> [SUPPLIED RECORDS]
..............................

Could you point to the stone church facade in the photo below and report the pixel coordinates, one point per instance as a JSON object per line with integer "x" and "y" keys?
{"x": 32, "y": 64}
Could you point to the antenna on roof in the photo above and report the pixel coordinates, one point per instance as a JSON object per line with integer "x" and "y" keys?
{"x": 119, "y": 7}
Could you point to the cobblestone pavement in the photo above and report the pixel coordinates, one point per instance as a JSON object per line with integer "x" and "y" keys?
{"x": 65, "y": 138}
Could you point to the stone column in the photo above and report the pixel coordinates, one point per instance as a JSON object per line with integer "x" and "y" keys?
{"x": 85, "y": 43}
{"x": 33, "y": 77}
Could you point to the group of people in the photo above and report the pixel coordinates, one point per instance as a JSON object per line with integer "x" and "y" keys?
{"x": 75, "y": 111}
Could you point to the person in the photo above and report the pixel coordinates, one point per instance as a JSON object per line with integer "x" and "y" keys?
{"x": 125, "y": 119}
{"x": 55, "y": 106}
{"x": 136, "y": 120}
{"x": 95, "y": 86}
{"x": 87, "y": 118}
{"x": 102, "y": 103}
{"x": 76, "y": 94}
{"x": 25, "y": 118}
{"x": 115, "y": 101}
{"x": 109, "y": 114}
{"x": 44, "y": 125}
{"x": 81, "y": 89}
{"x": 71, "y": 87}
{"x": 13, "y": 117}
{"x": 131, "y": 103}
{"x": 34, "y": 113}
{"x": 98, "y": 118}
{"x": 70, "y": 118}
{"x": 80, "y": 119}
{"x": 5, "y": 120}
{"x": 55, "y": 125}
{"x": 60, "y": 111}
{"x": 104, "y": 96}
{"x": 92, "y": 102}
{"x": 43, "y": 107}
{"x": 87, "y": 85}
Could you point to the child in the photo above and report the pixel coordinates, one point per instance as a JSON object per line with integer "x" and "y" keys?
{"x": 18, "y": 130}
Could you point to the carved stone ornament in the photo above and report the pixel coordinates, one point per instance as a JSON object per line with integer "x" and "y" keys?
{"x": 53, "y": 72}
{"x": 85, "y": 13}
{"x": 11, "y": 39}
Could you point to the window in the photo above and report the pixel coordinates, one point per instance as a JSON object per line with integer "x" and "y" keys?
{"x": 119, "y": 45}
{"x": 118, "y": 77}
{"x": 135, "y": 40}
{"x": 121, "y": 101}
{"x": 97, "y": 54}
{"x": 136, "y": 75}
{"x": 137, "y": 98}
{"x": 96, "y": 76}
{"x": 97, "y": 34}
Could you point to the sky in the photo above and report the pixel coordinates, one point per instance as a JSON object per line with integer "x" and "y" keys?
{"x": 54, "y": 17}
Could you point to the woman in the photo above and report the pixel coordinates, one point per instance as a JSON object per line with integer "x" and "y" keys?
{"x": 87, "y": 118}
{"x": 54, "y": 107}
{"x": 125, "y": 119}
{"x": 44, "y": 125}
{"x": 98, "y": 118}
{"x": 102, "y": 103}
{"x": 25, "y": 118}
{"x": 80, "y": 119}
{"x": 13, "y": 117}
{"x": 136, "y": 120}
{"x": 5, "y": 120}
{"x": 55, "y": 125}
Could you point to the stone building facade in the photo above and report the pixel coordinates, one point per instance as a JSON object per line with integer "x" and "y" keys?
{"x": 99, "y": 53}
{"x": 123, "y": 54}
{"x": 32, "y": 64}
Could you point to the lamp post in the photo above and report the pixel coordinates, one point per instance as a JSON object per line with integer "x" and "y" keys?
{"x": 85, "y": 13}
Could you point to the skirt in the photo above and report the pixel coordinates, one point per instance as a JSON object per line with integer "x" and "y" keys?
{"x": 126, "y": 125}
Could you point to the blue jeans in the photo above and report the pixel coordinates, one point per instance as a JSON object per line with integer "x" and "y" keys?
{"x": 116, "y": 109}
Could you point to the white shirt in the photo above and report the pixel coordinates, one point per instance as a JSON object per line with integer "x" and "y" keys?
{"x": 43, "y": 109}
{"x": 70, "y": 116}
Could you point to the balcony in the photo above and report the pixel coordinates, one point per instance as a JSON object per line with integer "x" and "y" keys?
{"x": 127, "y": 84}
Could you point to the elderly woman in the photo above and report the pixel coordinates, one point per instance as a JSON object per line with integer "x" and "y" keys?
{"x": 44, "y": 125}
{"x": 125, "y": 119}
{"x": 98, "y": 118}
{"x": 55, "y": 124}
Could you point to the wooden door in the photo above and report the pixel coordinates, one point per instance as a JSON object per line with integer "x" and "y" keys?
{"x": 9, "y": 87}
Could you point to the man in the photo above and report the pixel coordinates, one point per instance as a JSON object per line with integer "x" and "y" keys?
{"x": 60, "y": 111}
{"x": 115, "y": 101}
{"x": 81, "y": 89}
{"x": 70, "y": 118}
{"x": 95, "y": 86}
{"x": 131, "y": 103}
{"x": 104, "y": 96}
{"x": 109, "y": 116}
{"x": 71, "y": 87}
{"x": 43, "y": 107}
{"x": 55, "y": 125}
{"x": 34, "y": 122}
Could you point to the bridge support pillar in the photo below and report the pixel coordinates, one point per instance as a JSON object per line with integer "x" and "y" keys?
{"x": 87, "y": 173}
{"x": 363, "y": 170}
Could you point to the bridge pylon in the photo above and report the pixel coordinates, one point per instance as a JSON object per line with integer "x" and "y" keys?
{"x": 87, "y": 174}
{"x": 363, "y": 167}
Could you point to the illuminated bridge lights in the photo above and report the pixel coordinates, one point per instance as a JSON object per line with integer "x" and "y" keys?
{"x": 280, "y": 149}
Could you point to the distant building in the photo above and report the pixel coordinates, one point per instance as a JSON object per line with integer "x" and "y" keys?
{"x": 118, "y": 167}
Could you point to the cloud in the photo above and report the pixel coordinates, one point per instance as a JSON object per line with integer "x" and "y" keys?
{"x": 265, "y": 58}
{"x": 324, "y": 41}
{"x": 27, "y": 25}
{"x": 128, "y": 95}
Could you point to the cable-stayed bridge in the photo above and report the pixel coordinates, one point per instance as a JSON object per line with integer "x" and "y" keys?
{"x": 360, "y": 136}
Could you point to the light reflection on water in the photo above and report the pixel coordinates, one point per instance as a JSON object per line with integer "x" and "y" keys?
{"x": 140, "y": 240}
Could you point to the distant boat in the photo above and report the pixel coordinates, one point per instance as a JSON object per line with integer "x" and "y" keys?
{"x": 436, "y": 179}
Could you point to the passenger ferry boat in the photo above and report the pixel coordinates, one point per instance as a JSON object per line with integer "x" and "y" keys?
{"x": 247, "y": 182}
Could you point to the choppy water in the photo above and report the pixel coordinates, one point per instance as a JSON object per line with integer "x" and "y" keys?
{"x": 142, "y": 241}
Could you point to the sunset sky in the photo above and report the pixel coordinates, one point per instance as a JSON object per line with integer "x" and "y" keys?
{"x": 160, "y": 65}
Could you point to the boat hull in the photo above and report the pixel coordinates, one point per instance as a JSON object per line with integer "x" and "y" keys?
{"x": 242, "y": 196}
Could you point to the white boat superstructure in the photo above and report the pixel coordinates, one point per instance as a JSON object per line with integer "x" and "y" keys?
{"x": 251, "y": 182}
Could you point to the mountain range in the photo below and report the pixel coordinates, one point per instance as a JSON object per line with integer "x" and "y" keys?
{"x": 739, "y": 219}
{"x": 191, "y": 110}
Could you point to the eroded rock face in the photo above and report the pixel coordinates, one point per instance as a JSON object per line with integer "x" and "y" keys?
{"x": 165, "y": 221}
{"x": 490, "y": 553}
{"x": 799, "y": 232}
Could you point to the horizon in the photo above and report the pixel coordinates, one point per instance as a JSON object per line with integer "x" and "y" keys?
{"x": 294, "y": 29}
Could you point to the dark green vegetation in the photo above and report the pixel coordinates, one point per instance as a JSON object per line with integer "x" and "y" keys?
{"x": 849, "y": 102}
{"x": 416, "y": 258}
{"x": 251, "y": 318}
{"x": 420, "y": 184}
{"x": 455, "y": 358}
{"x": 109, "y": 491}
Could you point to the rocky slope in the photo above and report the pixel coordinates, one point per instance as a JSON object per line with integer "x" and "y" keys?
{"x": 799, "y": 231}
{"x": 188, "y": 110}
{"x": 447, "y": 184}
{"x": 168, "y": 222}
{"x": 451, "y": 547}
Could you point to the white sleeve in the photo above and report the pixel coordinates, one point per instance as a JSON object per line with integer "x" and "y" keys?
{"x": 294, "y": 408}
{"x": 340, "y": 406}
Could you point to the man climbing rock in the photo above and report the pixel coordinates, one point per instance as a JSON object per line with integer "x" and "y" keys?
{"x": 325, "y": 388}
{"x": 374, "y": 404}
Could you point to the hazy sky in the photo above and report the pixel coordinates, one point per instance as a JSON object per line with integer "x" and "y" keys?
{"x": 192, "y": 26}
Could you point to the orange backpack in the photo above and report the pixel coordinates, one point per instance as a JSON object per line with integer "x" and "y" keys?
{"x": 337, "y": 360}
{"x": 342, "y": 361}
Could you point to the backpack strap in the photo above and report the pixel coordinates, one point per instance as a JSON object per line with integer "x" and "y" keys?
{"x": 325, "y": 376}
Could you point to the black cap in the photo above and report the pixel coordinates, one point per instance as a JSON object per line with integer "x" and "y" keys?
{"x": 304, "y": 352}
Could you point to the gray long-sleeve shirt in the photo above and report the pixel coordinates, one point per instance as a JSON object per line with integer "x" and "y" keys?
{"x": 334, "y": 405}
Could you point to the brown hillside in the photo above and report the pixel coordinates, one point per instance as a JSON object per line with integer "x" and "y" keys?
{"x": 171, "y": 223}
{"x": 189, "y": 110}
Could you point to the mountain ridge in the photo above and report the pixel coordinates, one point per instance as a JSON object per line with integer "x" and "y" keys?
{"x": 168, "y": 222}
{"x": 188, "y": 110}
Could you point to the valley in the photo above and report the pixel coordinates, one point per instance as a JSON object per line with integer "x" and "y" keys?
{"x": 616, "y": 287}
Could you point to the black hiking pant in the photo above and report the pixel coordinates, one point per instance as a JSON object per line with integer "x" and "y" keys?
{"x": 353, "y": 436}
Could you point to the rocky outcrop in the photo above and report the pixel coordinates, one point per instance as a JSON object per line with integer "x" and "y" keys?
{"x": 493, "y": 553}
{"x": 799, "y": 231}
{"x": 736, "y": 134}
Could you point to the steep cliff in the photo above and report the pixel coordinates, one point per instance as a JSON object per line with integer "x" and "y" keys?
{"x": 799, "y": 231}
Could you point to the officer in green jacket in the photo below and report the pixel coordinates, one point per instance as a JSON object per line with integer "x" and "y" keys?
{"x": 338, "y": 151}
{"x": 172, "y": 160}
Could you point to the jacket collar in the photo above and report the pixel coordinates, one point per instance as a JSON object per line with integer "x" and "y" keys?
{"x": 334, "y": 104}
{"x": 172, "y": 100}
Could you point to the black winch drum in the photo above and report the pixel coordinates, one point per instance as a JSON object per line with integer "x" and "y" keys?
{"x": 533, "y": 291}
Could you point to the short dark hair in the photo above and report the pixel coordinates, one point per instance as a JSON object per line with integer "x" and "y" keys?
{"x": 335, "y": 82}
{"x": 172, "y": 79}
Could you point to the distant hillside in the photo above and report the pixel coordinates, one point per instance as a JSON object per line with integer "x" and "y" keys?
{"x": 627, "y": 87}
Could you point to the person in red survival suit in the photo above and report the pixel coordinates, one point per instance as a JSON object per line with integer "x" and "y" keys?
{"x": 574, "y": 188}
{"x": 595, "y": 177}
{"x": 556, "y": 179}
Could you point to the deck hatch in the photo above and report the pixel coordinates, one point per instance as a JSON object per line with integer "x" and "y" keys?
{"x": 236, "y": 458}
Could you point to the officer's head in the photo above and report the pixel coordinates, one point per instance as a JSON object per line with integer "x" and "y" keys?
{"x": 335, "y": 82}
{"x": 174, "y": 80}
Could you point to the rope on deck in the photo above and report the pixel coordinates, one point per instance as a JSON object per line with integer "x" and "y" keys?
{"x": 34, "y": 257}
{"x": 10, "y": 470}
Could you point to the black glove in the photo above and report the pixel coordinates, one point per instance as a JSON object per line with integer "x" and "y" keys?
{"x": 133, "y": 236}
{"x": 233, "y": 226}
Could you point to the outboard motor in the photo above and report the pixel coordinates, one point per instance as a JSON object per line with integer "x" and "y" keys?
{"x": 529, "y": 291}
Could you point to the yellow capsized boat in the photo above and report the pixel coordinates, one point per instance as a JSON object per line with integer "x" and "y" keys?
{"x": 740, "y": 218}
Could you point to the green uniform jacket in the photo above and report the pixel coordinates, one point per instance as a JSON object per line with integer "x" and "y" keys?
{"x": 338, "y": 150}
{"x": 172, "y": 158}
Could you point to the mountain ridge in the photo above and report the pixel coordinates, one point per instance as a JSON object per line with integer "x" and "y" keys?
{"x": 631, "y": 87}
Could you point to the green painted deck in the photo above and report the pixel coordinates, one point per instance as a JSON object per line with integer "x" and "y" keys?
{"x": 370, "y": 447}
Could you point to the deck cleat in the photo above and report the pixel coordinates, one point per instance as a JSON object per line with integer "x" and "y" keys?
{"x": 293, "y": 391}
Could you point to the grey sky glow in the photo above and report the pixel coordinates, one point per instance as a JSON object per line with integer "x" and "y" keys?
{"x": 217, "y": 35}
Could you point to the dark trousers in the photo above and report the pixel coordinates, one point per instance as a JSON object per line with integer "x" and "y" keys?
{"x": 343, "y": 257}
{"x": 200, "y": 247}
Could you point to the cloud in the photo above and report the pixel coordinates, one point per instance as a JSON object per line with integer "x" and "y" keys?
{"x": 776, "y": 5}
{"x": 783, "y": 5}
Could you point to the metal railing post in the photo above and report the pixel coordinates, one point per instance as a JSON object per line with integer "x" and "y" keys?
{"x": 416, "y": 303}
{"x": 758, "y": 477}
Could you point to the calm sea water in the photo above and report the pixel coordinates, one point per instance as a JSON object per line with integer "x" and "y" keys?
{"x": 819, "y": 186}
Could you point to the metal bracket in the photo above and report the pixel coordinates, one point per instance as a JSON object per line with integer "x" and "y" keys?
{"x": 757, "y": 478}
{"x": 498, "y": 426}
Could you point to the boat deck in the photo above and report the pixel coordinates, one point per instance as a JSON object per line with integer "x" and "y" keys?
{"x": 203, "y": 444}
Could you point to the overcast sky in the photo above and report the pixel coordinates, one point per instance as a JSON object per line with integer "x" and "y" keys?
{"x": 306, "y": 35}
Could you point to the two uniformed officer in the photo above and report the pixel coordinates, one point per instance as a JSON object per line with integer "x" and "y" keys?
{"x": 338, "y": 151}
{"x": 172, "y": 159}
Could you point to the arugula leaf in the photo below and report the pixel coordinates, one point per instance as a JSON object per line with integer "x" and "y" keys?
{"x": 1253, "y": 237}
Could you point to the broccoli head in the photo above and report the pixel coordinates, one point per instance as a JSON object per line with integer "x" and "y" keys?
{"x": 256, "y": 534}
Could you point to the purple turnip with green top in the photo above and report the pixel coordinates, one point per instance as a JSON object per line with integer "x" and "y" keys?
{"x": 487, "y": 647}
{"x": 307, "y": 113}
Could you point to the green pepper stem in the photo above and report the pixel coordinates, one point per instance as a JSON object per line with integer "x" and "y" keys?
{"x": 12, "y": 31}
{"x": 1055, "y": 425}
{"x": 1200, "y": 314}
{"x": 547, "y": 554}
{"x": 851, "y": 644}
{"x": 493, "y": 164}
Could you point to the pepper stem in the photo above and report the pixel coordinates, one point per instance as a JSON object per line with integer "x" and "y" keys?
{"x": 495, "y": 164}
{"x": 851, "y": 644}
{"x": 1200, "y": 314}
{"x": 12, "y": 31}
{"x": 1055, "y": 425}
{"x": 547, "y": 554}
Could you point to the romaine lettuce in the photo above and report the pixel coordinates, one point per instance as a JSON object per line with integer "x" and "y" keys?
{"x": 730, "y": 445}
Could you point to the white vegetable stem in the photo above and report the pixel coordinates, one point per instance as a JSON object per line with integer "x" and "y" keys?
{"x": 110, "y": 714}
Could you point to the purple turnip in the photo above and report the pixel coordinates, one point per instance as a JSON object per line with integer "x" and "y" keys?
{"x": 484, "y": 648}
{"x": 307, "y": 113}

..............................

> [PROMPT] Set each line down exactly, beginning at the one containing "Could you point to the arugula" and ending at the last line of the material above.

> [ANSWER TO THIS TASK]
Could you point to the arugula leaf in the photo below and report the pixel coordinates, one point per instance as a JSON object per line with integer "x" and "y" keys?
{"x": 1253, "y": 237}
Could you point to the broccoli head in the photo above and report the pixel coordinates, one point per instance as a JSON object per line with integer "x" and "y" keys?
{"x": 256, "y": 534}
Could you point to the purple turnip with green top in the photo above and report the pixel coordinates, one point per instance as a JSON object per line with integer "x" and "y" keys?
{"x": 487, "y": 647}
{"x": 307, "y": 113}
Could you point to the green pepper stem in the photo above and report the pixel coordinates, one point per instance as a JSON object per line with integer "x" and "y" keys?
{"x": 12, "y": 31}
{"x": 1055, "y": 425}
{"x": 1200, "y": 314}
{"x": 547, "y": 554}
{"x": 851, "y": 644}
{"x": 493, "y": 164}
Could you point to the pepper stem in the photo above and report the pixel coordinates, one point per instance as a JSON object per line with integer "x" and "y" keys?
{"x": 495, "y": 164}
{"x": 851, "y": 644}
{"x": 1200, "y": 314}
{"x": 12, "y": 31}
{"x": 1055, "y": 425}
{"x": 547, "y": 554}
Could you point to the romaine lettuce in the photo above and report the pixel coordinates, one point per instance as a JSON object per line with integer "x" and "y" keys?
{"x": 730, "y": 445}
Could you point to the white vegetable stem in the photo above and report the pixel coordinates, one point per instance as a JSON object per line with integer "x" and "y" keys?
{"x": 110, "y": 714}
Could you point to the purple turnip in the photo above and report the pixel coordinates, one point per instance as a JSON object per line with integer "x" and "y" keys?
{"x": 484, "y": 648}
{"x": 307, "y": 113}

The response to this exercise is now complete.